• **Reading text**
__________________________________________________
FLEA: Yeah, a lot of it came from playing really hard, too.  Because I never learned the funk stuff, Larry Graham, Louis Johnson.  I started my own way, which was hitting as hard as I could and screaming at the top of my lungs.  That’s how I developed my technique, and then I started getting into more intricate things.

MUSICIAN: Will you move more towards five-string?

FLEA: [chuckles] Probably not.  I played a five-string on “Funky Monks” and “Righteous and the Wicked.”  Maybe it’s just because I never practice. [raises fists triumphantly, smiling] But there’s something about the four string.  You see these guys with their big fancy basses with all these strings and knobs and shit.  I think of a cool-looking guy playing bass, I think of Sid Vicious, Bootsy-someone with a four-string.  With a five-string, you never look as cool. [laughs]

MUSICIAN: Jonas Hellborg has a 10-string.  The neck’s as wide as a human head.

FLEA: Really?  Well, see, I’m sure that guy can play circles around me and do all kinds of high solos and low basslines, but when you have to many options…I don’t know.  It’s a romantic thing.  Like when I call up Mike Watt, I say, “How’s the four-string treatin’ ya?” `Cause we’re the four guys.  It might sound kind of silly.

MUSICIAN: Watt says that in the future, bass won’t be notes, it’ll be just something you feel.  No distinction between tones.

FLEA: Which is like a lot of rap music, where you have that electronic kick drum that goes boooom, the Roland 808 or whatever.  I love that -that Hollywood Boulevard Iranian mating call.

MUSICIAN:  What about moving between the ballad work the band is getting famous on and the funk you epitomize?  Is there…

FLEA: …a contradiction there?
__________________________________________________
(Saved entries)
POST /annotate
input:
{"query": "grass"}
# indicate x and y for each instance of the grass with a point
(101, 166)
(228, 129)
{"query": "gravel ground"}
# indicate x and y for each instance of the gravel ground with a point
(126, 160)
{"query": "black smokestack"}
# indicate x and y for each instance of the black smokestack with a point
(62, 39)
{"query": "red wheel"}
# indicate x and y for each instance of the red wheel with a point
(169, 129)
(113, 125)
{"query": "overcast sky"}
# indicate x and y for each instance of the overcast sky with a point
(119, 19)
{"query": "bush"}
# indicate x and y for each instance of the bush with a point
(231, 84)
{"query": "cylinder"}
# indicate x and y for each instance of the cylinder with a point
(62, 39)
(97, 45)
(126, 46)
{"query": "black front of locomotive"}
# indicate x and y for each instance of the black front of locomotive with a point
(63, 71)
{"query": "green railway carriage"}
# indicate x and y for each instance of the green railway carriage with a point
__________________________________________________
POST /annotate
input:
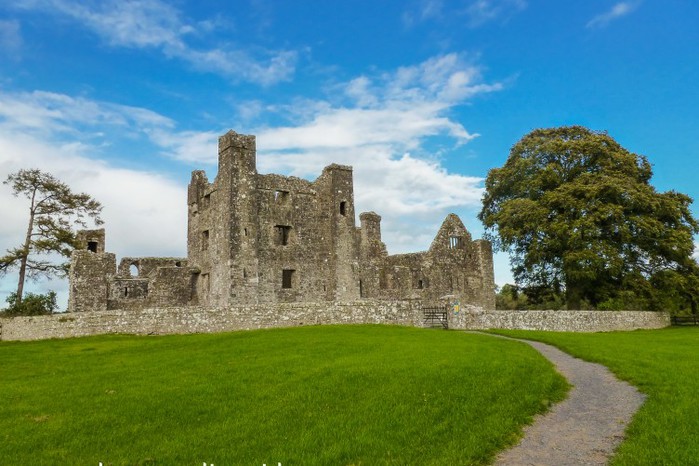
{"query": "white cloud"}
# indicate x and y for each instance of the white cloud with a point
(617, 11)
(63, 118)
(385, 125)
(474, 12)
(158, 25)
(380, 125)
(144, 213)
__________________________________________________
• **Instructions**
#1 Decide whether each statement below agrees with the Flea interview. For each, answer yes or no and quote the words of the interview that settle it.
(a) Flea built his technique by studying the funk players Larry Graham and Louis Johnson.
(b) Flea played a five-string on "Funky Monks."
(c) When Flea thinks of a cool-looking bass player, Sid Vicious comes to mind.
#2 Write the next part of the Flea interview, starting after its final line.

• **Written answers**
#1
(a) No: "Because I never learned the funk stuff, Larry Graham, Louis Johnson."
(b) Yes: "I played a five-string on “Funky Monks” and “Righteous and the Wicked.”"
(c) Yes: "I think of a cool-looking guy playing bass, I think of Sid Vicious, Bootsy-someone with a four-string."

#2
MUSICIAN: Well, there’s obviously a contradiction.  But in terms of the way you conceptualize, is it coming from the same place?

FLEA: It’s coming from the exact same place: from guys trying to strike on a groove that feels good.  And as much as we’re playing something pretty, we’re playing something funky or hardcore.  Like, “Search and Destroy” sounds beautiful to me.  When you love playing, you’re capable of playing soft and pretty and loud and aggressive.  It’s all the effect of the love thing between the guys playing it.

We got famous for “Under the Bridge,” because all of a sudden we had a hit song, and some housewife hears it and gets the album [laughs] and it freaks `em out.  And now we have the Coneheads song, which is an outtake from the same sessions, and that’s another pretty song.  I guess pretty songs become hits easier that other ones do.

MUSICIAN: All your gold records and awards are in the bathroom.

FLEA: I just… I’m proud of them and everything.  I don’t want to be looking at them all the time. [laughs]  Some guys just throw them away or keep `em in the closet or something. [pause] It’s weird, because I’m proud that we communicated with a lot of people, and I’m proud that we persevered and got over in a commercial way without compromising our sound one iota.  We got over by what’s probably our greatest artistic achievement.  It’s amazing for those things to happen together.  But the gold record thing…you might as well just put a piece of paper on the wall that says how much money you made. [laughs]  “Yeah, my gross fiscal percentage of the Dow Jones…” It’s kind of embarrassing that way.

MUSICIAN: How many records have you sold?

FLEA: Golly, I don’t know.  Most of `em are the last record. [laughs] I think, worldwide, five million.  I never expected that to happen.  And it happened in a way that was natural and built up to it; it wasn’t like bands who get devastated by a huge success from the gitgo and don’t know how to deal with it.  Like Pearl Jam’s first record, all of the sudden they’re like the Doors!  [laughs]

MUSICIAN: In more ways than one.

FLEA: They sell like 10 billion records! God, I would lose my marbles.  We gradually sold more, each record did better than the last, and the last one was a big jump up.  I always said, “If we do ever have a hit, it won’t be like we’re standing on top of a flagpole.  We’ll be standing on top of a mountain,” because we’ll have all this shit behind us, all the work we put in.  There’s substance behind it; we can’t be blown over by it.  We’ve done a lot of touring for a lot of years.  And I’m sure there are a lot of people who are loyal to us, who have listened throughout the years.  It’s a good feeling.